RECORDS SHOWN |
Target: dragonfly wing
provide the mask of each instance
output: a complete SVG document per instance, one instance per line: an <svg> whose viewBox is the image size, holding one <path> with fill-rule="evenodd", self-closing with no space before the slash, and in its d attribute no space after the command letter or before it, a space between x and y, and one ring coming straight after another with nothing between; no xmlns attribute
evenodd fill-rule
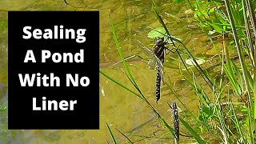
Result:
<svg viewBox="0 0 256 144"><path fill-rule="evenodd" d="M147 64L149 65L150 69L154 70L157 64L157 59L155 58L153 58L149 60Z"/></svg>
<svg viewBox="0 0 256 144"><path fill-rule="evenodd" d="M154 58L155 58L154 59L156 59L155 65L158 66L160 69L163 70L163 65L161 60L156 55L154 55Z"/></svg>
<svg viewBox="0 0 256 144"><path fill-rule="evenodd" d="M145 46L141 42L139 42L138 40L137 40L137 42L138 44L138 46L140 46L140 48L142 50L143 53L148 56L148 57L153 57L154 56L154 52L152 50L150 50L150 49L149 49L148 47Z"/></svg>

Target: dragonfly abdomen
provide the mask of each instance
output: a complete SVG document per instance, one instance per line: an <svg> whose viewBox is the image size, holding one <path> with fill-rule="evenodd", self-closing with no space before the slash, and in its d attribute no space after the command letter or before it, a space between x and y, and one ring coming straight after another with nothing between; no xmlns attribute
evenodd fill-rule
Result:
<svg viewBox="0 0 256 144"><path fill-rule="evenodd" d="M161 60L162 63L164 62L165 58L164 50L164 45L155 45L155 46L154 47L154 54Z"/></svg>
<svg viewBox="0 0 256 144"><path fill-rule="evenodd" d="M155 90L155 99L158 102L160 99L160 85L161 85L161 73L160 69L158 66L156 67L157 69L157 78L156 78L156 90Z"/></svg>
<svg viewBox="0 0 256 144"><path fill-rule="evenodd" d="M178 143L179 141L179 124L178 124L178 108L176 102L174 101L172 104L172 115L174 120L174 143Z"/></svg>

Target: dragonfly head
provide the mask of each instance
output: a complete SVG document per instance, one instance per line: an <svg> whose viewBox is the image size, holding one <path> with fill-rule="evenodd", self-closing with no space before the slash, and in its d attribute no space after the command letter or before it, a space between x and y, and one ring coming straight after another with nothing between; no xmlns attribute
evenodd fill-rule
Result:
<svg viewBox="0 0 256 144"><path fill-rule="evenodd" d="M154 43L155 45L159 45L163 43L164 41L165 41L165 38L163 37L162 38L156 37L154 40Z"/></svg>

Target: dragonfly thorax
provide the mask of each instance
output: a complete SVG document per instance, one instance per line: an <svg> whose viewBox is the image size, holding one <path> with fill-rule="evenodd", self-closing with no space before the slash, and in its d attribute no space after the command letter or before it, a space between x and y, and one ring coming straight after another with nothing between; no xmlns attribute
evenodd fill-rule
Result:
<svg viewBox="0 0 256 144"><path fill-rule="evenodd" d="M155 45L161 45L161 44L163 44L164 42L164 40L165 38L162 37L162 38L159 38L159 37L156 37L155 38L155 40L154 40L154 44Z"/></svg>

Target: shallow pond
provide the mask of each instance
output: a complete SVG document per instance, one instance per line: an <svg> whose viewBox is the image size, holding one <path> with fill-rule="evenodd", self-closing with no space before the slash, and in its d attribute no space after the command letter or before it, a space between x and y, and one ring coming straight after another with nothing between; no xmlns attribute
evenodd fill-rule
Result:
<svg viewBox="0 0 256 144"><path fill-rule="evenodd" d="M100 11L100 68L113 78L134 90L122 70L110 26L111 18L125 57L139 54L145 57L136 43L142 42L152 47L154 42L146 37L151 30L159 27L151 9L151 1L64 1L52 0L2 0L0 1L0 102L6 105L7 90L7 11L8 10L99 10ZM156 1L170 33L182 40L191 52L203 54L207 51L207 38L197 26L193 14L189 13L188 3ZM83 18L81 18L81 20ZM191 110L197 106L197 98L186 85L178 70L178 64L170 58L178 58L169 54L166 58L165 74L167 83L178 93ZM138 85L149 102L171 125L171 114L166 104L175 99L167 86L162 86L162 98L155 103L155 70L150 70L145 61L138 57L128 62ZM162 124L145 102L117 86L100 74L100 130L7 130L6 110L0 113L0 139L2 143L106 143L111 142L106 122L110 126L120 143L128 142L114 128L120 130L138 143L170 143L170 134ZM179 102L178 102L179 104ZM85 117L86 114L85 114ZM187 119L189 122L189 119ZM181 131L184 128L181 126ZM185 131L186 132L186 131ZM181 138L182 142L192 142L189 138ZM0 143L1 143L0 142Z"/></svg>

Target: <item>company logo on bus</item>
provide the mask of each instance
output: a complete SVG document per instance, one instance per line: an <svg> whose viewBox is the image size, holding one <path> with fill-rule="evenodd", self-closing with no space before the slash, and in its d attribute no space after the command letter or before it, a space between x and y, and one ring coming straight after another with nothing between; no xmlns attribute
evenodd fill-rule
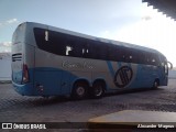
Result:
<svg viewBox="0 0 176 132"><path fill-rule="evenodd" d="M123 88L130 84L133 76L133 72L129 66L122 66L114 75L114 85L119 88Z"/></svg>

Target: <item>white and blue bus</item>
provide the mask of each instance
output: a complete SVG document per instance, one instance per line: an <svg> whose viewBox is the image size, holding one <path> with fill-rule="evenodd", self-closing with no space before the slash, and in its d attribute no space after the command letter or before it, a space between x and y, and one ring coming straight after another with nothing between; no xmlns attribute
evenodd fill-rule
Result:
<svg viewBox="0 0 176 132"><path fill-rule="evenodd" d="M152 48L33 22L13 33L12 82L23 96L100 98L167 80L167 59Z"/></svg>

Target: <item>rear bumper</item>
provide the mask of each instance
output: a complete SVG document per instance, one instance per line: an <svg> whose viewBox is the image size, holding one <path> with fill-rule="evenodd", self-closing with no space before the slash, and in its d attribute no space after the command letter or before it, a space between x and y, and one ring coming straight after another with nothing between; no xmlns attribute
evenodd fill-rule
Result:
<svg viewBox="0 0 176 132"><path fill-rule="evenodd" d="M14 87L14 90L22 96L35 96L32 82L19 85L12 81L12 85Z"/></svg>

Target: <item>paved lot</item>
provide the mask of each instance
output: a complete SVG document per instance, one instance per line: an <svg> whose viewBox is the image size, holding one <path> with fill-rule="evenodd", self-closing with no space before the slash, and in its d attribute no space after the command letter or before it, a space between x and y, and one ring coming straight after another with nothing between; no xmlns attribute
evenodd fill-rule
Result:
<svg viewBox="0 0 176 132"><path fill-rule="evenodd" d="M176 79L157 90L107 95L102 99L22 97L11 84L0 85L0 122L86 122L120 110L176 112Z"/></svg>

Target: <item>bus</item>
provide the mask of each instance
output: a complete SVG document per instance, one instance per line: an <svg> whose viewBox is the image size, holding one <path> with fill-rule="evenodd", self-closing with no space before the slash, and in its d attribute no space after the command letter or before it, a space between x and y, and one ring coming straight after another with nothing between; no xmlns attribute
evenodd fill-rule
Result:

EXERCISE REQUIREMENTS | Repeat everything from the line containing "Target: <item>company logo on bus</item>" down to the line containing "87L14 90L22 96L35", including both of those lines. Leave the pictures out.

EXERCISE ANSWER |
Target: <item>company logo on bus</item>
provide the mask of each instance
output: a complete SVG document per instance, one instance per line: an <svg> whose viewBox is the image size, holding one <path> with fill-rule="evenodd", self-closing with no space before the slash, and in its d attribute no space after the command letter or before it, a space between x and y, and one ring coming straight after another with nothing between; no xmlns attribute
evenodd fill-rule
Result:
<svg viewBox="0 0 176 132"><path fill-rule="evenodd" d="M123 88L130 84L133 76L133 72L129 66L122 66L114 75L114 85L119 88Z"/></svg>

Target: <item>white and blue bus</item>
provide the mask of each instance
output: a complete SVG document per instance, one instance per line: an <svg> whose viewBox is the image size, holding one <path> with fill-rule="evenodd", self-closing with no space before the slash, and in its d attribute no space after the command letter or before it, a space between x and y, and one ring coming straight after another with nothing between; no xmlns attribute
evenodd fill-rule
Result:
<svg viewBox="0 0 176 132"><path fill-rule="evenodd" d="M152 48L33 22L13 33L12 82L23 96L100 98L167 80L167 59Z"/></svg>

Target: <item>rear bumper</item>
provide the mask of each instance
output: a complete SVG document per instance, one instance per line: an <svg> whose viewBox is the image size, holding one <path> with fill-rule="evenodd", self-closing with no space before the slash, and in its d attribute no space after the command letter or before it, a space between x and y, and one ring coming straight after another with nothing between; no xmlns attribute
evenodd fill-rule
Result:
<svg viewBox="0 0 176 132"><path fill-rule="evenodd" d="M14 87L14 90L22 96L35 96L32 82L19 85L12 81L12 85Z"/></svg>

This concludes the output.